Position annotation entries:
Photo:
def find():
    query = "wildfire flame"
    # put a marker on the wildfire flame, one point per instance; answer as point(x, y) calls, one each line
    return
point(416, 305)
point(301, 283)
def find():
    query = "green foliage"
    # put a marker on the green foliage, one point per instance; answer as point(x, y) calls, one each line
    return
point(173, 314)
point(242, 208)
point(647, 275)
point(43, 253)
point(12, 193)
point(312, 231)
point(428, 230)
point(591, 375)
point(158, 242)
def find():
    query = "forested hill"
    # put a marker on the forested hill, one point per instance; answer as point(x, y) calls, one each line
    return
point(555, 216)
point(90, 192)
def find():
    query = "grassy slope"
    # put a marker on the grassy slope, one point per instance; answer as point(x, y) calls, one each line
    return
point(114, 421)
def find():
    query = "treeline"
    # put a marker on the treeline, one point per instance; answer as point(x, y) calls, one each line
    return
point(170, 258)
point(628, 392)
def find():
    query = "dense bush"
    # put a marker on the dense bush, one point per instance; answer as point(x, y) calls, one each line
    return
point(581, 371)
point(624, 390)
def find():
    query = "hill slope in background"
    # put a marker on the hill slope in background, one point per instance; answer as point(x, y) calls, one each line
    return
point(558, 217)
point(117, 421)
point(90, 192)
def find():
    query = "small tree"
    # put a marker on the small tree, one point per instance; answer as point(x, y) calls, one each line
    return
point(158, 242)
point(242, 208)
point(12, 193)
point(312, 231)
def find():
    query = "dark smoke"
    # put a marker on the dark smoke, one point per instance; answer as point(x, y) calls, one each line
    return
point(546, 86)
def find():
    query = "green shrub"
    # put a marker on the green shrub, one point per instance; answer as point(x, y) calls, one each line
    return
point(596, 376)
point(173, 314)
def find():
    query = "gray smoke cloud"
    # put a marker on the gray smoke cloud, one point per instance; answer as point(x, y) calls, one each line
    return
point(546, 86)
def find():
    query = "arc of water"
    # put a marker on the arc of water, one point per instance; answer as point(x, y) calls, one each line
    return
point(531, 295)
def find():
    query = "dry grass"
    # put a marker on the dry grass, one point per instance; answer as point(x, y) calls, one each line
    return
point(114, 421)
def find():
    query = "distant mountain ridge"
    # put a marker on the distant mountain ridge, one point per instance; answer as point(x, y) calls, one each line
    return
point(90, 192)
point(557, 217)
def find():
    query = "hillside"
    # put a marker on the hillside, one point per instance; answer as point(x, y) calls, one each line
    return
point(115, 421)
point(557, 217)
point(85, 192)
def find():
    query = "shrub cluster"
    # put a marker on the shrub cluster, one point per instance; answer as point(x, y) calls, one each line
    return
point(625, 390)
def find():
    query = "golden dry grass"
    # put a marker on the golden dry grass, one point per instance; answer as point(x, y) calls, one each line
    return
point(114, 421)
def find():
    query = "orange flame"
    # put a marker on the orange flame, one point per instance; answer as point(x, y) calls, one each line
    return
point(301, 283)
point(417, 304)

» TASK
List every line in the entries above that contains the word "mountain".

» RESULT OF THE EXERCISE
    query = "distant mountain ridge"
    # put a marker on the distant mountain ridge, one point per instance; answer as point(x, y) calls, one each line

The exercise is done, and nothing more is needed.